##### SUPPLIED PASSAGE #####
But some of those 32,149 results are actually parent records that contain multiple volumes or parts. When I find the number of pages in each book, I'm also checking to see if the record is a 'Multi volume book' and has child works. If it does, I add the child works to the list of books. After this stage there are 33,505 works. However, not all of these 33,505 records have OCRd text. Parent records of multi volume works, and ebook formats like PDFs or MOBI, don't have individual pages, and therefore don't have any text to download. If we exclude works without pages, there are 27,367 works that might have some OCRd text to download.

After downloading all the OCRd text files (ignoring any that were empty) I ended up with a grand total of **24,620 files**.

If you compare the number of downloaded files to the number in the CSV file that are identified as having OCRd text you'll notice a difference – 24,620 compared to 27,367. After a bit more poking around I realised that there are some duplicates in the list of works. This seems to be because more than one Trove metadata record can point to the same digitised work. For example, both [this record](https://trove.nla.gov.au/work/192090169) and [this record](https://trove.nla.gov.au/work/31771096) point to [this digitised work](http://nla.gov.au/nla.obj-1874683). As they're not exact duplicates, I've left them in the results.

Looking through the downloaded text files, it's clear that we're getting ephemera (particularly pamphlets and posters) as well as books. There doesn't seem to be an obvious way to filter these out up front, but of course you could filter later by the number of pages. It's also obvious we didn't manage to exclude all the government publications – not sure how to deal with these either.

Here's the metadata I've harvested in CSV format:

* [CSV formatted file with details of digitised books](trove_digitised_books_with_ocr.csv)

This file includes the following columns:

* `children` – pipe-separated ids of any child works
* `contributors` – pipe-separated names of contributors
* `date` – publication date
* `form` – work format
* `fulltext_url` – link to the digitised version
* `language` – main language of the work
* `pages` – number of pages
* `parent` – id of parent work (if any)
##### LISTED RECORDS #####
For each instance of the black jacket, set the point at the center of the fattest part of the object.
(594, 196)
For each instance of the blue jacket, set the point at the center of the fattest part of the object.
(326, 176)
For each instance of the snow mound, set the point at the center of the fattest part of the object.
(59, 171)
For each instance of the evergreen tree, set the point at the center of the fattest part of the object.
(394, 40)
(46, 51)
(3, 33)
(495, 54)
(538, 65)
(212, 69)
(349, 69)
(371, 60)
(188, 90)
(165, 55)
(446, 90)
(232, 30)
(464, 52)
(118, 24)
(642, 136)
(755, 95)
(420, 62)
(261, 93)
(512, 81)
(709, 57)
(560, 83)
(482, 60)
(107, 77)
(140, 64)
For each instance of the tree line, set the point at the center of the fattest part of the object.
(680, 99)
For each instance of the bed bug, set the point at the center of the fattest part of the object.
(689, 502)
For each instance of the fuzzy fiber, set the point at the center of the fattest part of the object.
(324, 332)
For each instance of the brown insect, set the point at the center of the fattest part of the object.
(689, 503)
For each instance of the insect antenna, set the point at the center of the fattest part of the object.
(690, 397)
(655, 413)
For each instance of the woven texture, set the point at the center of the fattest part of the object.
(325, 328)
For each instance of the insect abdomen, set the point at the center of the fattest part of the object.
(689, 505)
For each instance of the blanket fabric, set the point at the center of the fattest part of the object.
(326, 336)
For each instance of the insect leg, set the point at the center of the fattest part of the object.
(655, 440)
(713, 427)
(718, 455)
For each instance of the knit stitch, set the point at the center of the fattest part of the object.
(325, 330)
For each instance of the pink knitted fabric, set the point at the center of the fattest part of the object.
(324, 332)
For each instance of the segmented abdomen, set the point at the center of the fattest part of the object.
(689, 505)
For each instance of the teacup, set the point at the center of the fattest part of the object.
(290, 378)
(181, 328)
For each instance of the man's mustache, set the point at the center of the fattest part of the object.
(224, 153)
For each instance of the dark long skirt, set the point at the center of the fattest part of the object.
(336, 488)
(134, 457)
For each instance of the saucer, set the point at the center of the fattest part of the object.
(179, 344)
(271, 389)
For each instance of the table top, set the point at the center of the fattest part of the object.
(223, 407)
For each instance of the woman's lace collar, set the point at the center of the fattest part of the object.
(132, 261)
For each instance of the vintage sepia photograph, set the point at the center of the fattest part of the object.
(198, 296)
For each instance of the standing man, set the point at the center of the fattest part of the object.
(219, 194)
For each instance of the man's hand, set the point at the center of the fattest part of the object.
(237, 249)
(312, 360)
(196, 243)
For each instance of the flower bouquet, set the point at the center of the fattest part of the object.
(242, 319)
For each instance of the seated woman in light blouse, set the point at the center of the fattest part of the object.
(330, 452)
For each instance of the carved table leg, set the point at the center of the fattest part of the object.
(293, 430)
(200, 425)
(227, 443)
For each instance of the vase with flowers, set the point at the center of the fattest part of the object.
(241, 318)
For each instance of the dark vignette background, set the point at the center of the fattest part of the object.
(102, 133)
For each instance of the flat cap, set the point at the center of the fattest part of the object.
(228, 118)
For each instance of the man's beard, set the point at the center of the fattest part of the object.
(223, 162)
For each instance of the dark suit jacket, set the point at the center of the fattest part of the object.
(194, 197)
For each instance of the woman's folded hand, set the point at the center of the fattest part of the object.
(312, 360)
#####
> TO DO
A) Translate this sentence from the passage on harvesting digitised books from Trove into Spanish: "This seems to be because more than one Trove metadata record can point to the same digitised work."
B) Echo the lines of the listing from the line with "For each instance of the woman's folded" through the end of the listing.

> ANSWERS
A) Esto parece deberse a que más de un registro de metadatos de Trove puede apuntar a la misma obra digitalizada.

B)
For each instance of the woman's folded hand, set the point at the center of the fattest part of the object.
(312, 360)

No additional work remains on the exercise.